● SUPPLIED PASSAGE:
BEGIN
- Theatrical poster

Chinese name
- Traditional Chinese: 財叔之橫掃千軍
- Simplified Chinese: 财叔之横扫千军

Standard Mandarin
- Hanyu Pinyin: Cái Shū Zhī Héng Sǎo Qiān Jūn

Yue: Cantonese
- Jyutping: Coi4 Suk1 Zi1 Waang4 Sou3 Cin1 Gwan1
- Directed by: Tsui Hark Ching Siu-tung
- Screenplay by: Tsui Hark Yuen Kai-chi
- Based on: Uncle Choi by Michael Hui
- Produced by: Tsui Hark
- Starring: Dean Shek Jacky Cheung Tony Leung Joyce Godenzi Fennie Yuen
- Cinematography: Tom Lau Arthur Wong
- Edited by: Marco Mak
- Music by: James Wong Romeo Diaz
- Production companies: Cinema City Entertainment Mei Ah Film Production
- Distributed by: Golden Princess Amusement
- Release date: 28 March 1991;
- Running time: 100 minutes
- Country: Hong Kong
- Language: Cantonese
- Box office: HK$3.694 million

= The Raid (1991 film) =

1991 Hong Kong film by Tsui Hark and Ching Siu-tung

The Raid (Cantonese: 財叔之橫掃千軍 Coi Suk Zi Waang Sou Cin Gwan = "Uncle's Sweeping Thousands") is a 1991 Hong Kong action film directed by Tsui Hark and Ching Siu-tung and based on the Hong Kong manhua, Uncle Choi, published by Michael Hui from 1958 to the mid-1970s. The film stars Dean Shek, who also served as the film's presenter, as the titular protagonist, while also co-starring Jacky Cheung, Tony Leung, Joyce Godenzi, Fennie Yuen, Paul Chu and Corey Yuen. The Raid is also Shek's final acting role before retiring from the film industry.

==Plot==
During the early years of the Republic of China, Qing emperor Puyi was controlled by the Japanese and he established the Manchurian government in the north with Japanese Commander Mesa and Yoshiko Kawashima.

Uncle Choi was once a soldier. Having studied medicine, he was entrusted one day by indigenous jungle people to save someone. On the thrilling road, he finds a group of soldiers who are victims of poison gas. Uncle Choi tries hard to save the colonel, but he dies. In the colonel's dying breath, he gives the task of resisting the enemy to Lieutenant Mang Tai-hoi. Uncle Choi had wanted to serve the country wholeheartedly, but was refused.
END
● INFORMATION PROVIDED:
BEGIN
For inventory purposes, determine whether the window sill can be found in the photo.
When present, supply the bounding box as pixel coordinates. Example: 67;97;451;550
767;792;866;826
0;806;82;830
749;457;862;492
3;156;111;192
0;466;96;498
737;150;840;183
END
● TASK REQUIREMENTS:
a) Give again the portion of the article on The Raid from "The Raid (Cantonese: 財叔之橫掃千軍" to "and Yoshiko Kawashima.".
b) Decide whether each statement agrees with the article on The Raid: (i) The film was released on 28 March 1991. (ii) The film was edited by Tony Leung. (iii) The Raid was Dean Shek's final acting role. Answer yes or no for each, quoting the words that decide it.
c) According to the article on The Raid, who published the manhua Uncle Choi, and over what period?

● SOLUTIONS PER TASK:
a)
The Raid (Cantonese: 財叔之橫掃千軍 Coi Suk Zi Waang Sou Cin Gwan = "Uncle's Sweeping Thousands") is a 1991 Hong Kong action film directed by Tsui Hark and Ching Siu-tung and based on the Hong Kong manhua, Uncle Choi, published by Michael Hui from 1958 to the mid-1970s. The film stars Dean Shek, who also served as the film's presenter, as the titular protagonist, while also co-starring Jacky Cheung, Tony Leung, Joyce Godenzi, Fennie Yuen, Paul Chu and Corey Yuen. The Raid is also Shek's final acting role before retiring from the film industry.

==Plot==
During the early years of the Republic of China, Qing emperor Puyi was controlled by the Japanese and he established the Manchurian government in the north with Japanese Commander Mesa and Yoshiko Kawashima.

b)
(i) Yes: "Release date: 28 March 1991"
(ii) No: "Edited by: Marco Mak"
(iii) Yes: "The Raid is also Shek's final acting role before retiring from the film industry."

c) Michael Hui published it from 1958 to the mid-1970s.